# WORK REQUEST
In the talk abstract on self-limiting assembly, what were the bioinspired capsules, tubules and bicontinuous structures recently realized with?

# QUOTED PASSAGE

*-*-*

Geometrically-programmable assembly of self-limiting material structures
Greg Grason (U Mass, Amherst)
Living systems make a variety of functional and remarkably adaptive material structures via assembly of highly complex, nanoscale protein “building blocks”. Many of these architectures, from viral capsid shells to multi-filament extracellular protein fibers, have well-defined and finite sizes, and moreover, their functional properties (e.g. transport mediation, mechanics) rely on specific control of that finite size. Notably this class “self-limiting” assembly is distinct from almost all types of synthetic self-assembled materials, which often target well-defined and complex local structures, such as crystals, but exhibit unregulated, if not unlimited, dimensions at the large scale. In this talk, I discuss recent progress in understanding and engineering /self-limiting assemblies/, in which the equilibrium dimensions of complex material structure are encoded in complex building blocks from which they assemble. This is motivated both by aspirational examples of finite-size, functional assemblies in biology, but also new classes of programmable particles that incorporate many key features of protein-like assembly (e.g. lock-and-key type “specific” interactions and geometrically-defined subunit shapes). I will discuss combined experimental and theoretical studies of a basic mechanism of /self-closing, curvature-controlled assembly/ of a range of bioinspired capsules, tubules and bicontinuous structures, recently realized via DNA-origami based colloids. These reveal basic trade-offs between design economy and size-selectivity of target structures, and further, suggest strong symmetry-based rules for minimal-complexity, high-fidelity assembly in the limit of large self-closing size.

*-*-*

# DATASET RECORDS
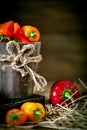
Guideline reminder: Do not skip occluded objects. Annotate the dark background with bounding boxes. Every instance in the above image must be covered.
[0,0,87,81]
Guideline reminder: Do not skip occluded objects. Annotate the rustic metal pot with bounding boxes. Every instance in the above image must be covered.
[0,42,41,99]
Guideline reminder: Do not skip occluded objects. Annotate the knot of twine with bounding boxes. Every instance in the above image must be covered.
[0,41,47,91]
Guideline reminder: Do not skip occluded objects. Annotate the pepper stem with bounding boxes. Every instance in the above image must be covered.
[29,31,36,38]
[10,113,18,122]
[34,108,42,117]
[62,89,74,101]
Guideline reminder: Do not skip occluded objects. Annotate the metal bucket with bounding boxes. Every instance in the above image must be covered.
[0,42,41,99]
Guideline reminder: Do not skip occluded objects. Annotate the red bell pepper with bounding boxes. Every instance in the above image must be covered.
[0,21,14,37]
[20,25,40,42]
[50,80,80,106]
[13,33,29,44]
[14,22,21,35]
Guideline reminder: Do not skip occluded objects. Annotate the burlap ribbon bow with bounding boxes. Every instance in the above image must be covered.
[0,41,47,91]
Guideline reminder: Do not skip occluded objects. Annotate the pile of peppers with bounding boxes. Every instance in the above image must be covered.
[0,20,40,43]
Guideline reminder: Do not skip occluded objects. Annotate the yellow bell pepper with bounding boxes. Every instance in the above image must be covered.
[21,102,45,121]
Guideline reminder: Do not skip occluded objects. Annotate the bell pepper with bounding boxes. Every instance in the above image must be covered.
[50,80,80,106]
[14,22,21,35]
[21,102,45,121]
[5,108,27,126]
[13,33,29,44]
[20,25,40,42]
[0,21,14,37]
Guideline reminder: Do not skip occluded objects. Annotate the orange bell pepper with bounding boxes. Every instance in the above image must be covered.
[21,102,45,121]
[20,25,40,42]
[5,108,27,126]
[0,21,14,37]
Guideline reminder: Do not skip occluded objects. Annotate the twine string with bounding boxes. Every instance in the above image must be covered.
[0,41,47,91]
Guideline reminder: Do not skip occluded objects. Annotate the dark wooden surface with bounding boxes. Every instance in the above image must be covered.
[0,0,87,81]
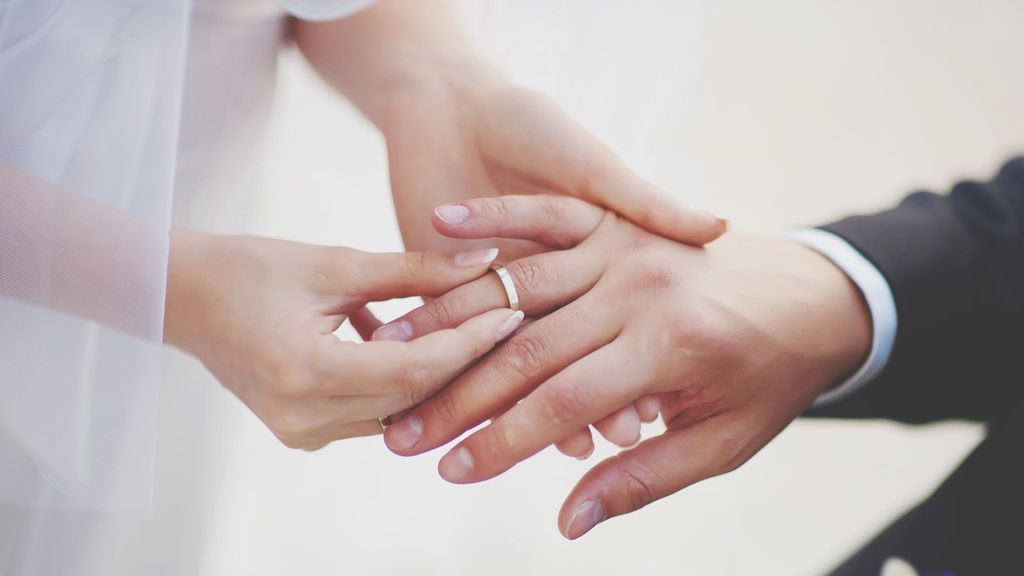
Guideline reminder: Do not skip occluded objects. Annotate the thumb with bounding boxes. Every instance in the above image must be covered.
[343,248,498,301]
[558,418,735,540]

*-*-*

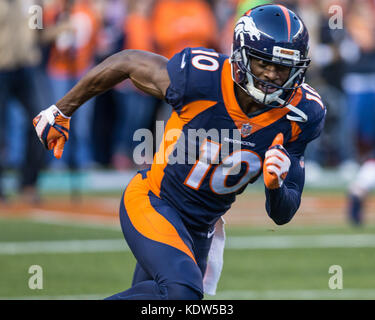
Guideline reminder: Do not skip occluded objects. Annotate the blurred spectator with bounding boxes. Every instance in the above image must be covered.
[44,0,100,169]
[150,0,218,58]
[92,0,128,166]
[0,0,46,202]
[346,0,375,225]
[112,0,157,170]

*-*-*

# ANSWER FOR THIS EXERCISE
They were realized with DNA-origami based colloids.